= Task brief =
In the data below, one line contains "rough mask: <svg" and a later one contains "positive clicks: (326, 178) (317, 192)". Print both, with every line between them, exactly and alone.

= Data provided =

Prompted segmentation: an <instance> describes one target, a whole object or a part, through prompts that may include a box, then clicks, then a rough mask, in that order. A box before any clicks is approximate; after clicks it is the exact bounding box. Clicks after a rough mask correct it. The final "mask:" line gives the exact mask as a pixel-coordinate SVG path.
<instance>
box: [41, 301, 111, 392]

---

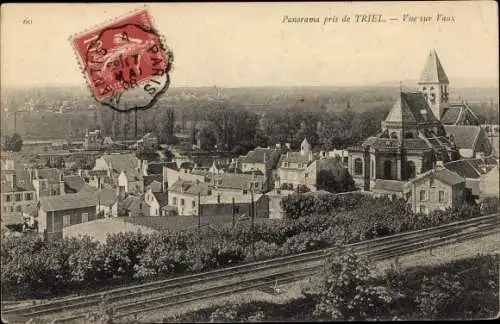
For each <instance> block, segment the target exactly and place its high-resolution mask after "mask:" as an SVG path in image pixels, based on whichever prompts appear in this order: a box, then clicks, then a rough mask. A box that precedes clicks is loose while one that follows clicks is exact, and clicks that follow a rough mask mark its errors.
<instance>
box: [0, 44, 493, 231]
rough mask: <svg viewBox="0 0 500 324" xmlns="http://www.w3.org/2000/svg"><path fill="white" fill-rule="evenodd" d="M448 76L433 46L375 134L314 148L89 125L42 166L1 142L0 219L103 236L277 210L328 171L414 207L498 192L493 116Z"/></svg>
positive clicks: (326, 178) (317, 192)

= Task result =
rough mask: <svg viewBox="0 0 500 324" xmlns="http://www.w3.org/2000/svg"><path fill="white" fill-rule="evenodd" d="M448 76L433 46L375 134L314 148L89 125L42 166L1 142L0 219L103 236L277 210L328 171L414 207L498 192L493 116Z"/></svg>
positive clicks: (326, 178) (317, 192)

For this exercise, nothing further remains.